▸ TEKST:
_ _ _
We zijn niet verder gekomen dan een dagje Apenheul, waarbij ik een kleine bolling had en bij haar nog niets te zien was. Na 20 weken scheurden namelijk haar vliezen. Normaliter betekent dit het einde van de zwangerschap. In haar geval hebben ze haar toch opgenomen en heeft ze 9 weken lang in een ziekenhuisbed doorgebracht, hopende dat er geen infectie op zou treden. Uiteindelijk is ze bevallen van een jongen. Hij deed het van het eerste moment af heel erg goed. Hij mocht binnen een week al van het academisch kinderziekenhuis naar een lokaal ziekenhuis in hun woonplaats. Twee jaar later heeft ze via IVF een tweede zoon gekregen. Ook deze bevalling verliep niet zonder complicaties, maar ook deze jongen, heeft het na een aanvankelijke slechte start heel goed gedaan.
Zo zijn er jaren gepasseerd zonder enige complicaties. Wel werd mijn zus vanwege haar onrustige cellen extra in de gaten gehouden. Ze kreeg jaarlijks een uitstrijkje. Zeven jaar geleden, ze was toen 51 jaar, bleek er opeens iets niet goed te zijn met het uitstrijkje. Ze was ook al een tijdje moe en had last van haar onderrug, maar dat had ze wel vaker. En haar vermoeidheid bracht ze in verband met de bouw van en verhuizing naar hun nieuwe huis. Verdere onderzoekingen gaven op eerste kerstdag de uitslag, baarmoederhalskanker in vergevorderd stadium, pap4, met uitzaaiingen in de lymfen en naar het bekken. De rugpijn bleek de tumor te zijn die tegen de urineleiders drukten. Ze kreeg meteen drains om vocht af te voeren. Daarna werd de strategie bepaald; twee hele zware chemokuren gecombineerd om de uitzaaiingen te bestrijden, daarna lokaal laseren en dan een operatie. De chemokuren verkleinden de tumor niet, ook de uitzaaiingen bleven. Uiteindelijk heeft de chemo haar flink te pakken gehad en bleef de tumor groeien. Negen maanden na de diagnose is ze thuis overleden in het bijzijn van haar man, haar kinderen, haar zussen en haar moeder. Ik mis haar iedere dag en elke dag een beetje meer. Een zus verliezen is niet iets natuurlijks. Met je zus wil je oud worden, herinneringen ophalen, nieuwe verhalen maken.
_ _ _
▸ BRONMATERIAAL:
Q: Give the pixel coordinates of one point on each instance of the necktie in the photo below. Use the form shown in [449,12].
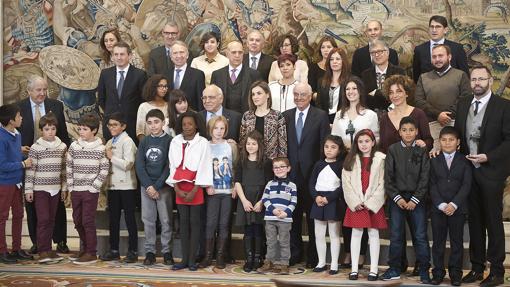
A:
[120,84]
[299,127]
[233,77]
[253,63]
[177,81]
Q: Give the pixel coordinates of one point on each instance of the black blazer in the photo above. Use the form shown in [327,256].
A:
[369,78]
[263,67]
[304,154]
[361,60]
[27,125]
[234,123]
[494,135]
[221,78]
[422,62]
[129,101]
[192,84]
[450,185]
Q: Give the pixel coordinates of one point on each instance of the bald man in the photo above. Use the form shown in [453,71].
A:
[235,79]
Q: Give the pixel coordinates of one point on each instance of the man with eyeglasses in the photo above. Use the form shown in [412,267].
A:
[438,28]
[483,120]
[439,90]
[362,59]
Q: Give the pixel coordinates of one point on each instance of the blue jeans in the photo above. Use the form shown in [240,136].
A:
[418,217]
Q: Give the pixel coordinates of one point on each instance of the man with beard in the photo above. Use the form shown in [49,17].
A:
[483,122]
[439,90]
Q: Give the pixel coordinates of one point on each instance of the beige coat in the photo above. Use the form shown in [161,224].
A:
[373,198]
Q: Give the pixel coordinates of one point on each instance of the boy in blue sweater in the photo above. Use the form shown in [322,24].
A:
[11,178]
[279,199]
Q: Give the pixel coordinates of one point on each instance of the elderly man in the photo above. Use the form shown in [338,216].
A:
[184,77]
[212,99]
[374,77]
[362,59]
[235,79]
[439,90]
[255,59]
[32,109]
[307,126]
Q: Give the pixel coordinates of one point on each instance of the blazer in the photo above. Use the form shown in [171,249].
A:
[450,185]
[494,135]
[263,67]
[192,84]
[373,198]
[304,154]
[221,78]
[361,60]
[128,102]
[422,62]
[234,123]
[27,125]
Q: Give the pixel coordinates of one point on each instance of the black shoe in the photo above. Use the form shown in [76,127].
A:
[150,259]
[168,259]
[62,248]
[472,276]
[110,256]
[492,280]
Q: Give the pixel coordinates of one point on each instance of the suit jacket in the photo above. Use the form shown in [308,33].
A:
[369,77]
[422,62]
[263,67]
[27,125]
[234,123]
[221,78]
[129,101]
[450,185]
[361,60]
[494,135]
[192,84]
[304,154]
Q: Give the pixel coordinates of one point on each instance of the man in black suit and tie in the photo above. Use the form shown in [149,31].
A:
[184,77]
[235,79]
[483,121]
[362,59]
[255,59]
[438,27]
[32,109]
[120,89]
[307,126]
[212,98]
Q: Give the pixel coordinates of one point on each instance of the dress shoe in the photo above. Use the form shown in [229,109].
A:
[472,276]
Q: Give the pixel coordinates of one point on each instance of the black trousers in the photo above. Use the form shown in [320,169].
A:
[60,229]
[118,200]
[442,225]
[485,216]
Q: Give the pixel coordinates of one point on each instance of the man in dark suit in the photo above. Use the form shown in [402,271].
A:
[32,109]
[362,59]
[482,120]
[184,77]
[212,98]
[235,79]
[255,59]
[438,27]
[120,89]
[307,126]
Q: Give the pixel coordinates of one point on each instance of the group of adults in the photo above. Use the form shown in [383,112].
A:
[295,104]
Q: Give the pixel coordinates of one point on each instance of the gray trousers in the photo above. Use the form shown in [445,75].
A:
[278,235]
[161,207]
[218,215]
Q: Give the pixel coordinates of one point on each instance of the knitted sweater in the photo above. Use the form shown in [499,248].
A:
[47,172]
[87,166]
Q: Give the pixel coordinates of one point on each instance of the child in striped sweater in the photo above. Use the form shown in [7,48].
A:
[279,199]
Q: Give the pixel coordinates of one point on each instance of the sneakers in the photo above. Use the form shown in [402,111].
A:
[390,274]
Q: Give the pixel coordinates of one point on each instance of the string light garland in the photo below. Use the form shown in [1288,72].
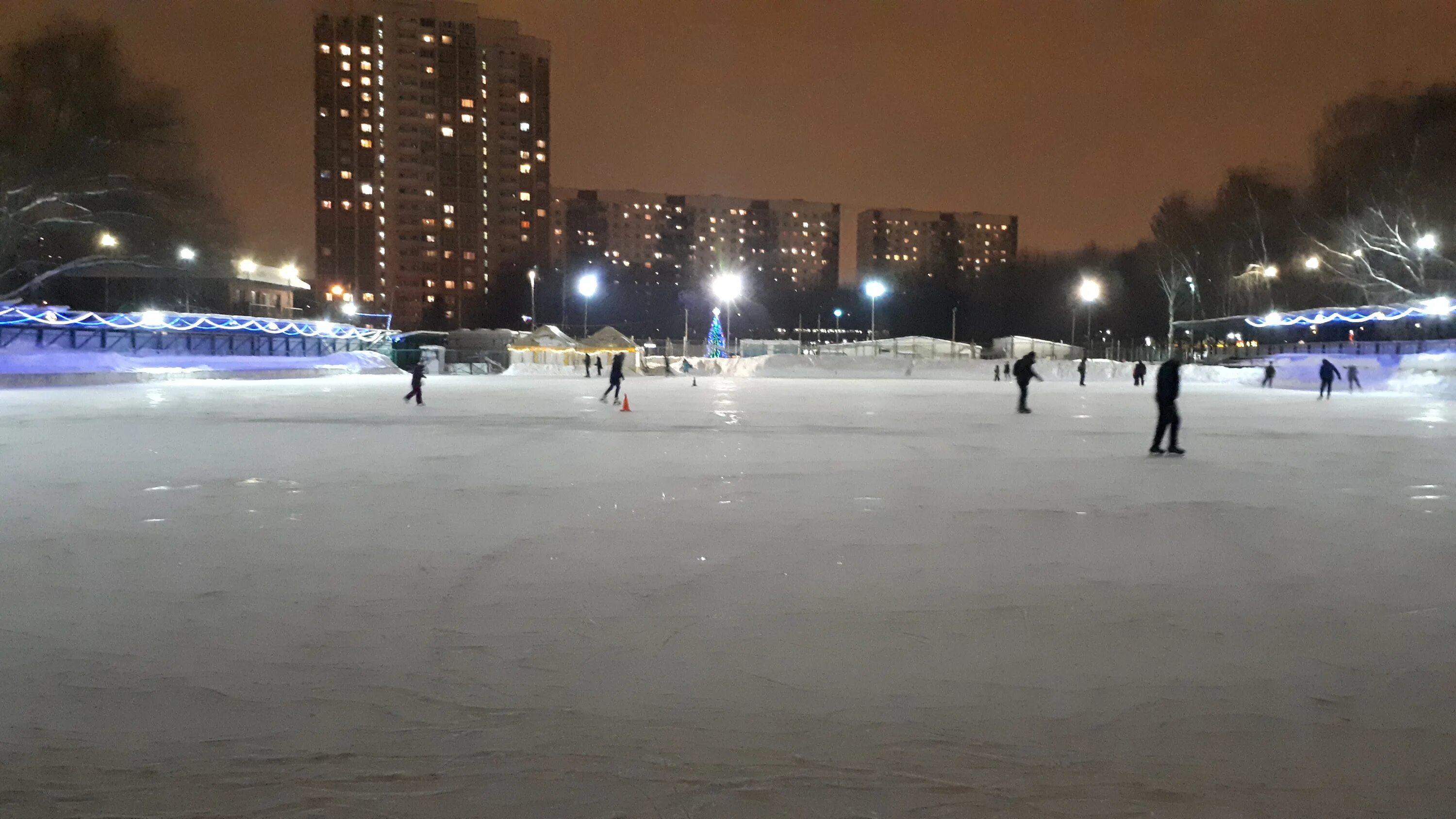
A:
[158,321]
[1432,308]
_ _ _
▸ OVER DEZE OPDRACHT: Typ uit de tekst over de zus alles vanaf "We zijn niet" tot en met "heel goed gedaan." letterlijk over. Het materiaal hoef je niet te gebruiken.

▸ JOUW ANTWOORD:
We zijn niet verder gekomen dan een dagje Apenheul, waarbij ik een kleine bolling had en bij haar nog niets te zien was. Na 20 weken scheurden namelijk haar vliezen. Normaliter betekent dit het einde van de zwangerschap. In haar geval hebben ze haar toch opgenomen en heeft ze 9 weken lang in een ziekenhuisbed doorgebracht, hopende dat er geen infectie op zou treden. Uiteindelijk is ze bevallen van een jongen. Hij deed het van het eerste moment af heel erg goed. Hij mocht binnen een week al van het academisch kinderziekenhuis naar een lokaal ziekenhuis in hun woonplaats. Twee jaar later heeft ze via IVF een tweede zoon gekregen. Ook deze bevalling verliep niet zonder complicaties, maar ook deze jongen, heeft het na een aanvankelijke slechte start heel goed gedaan.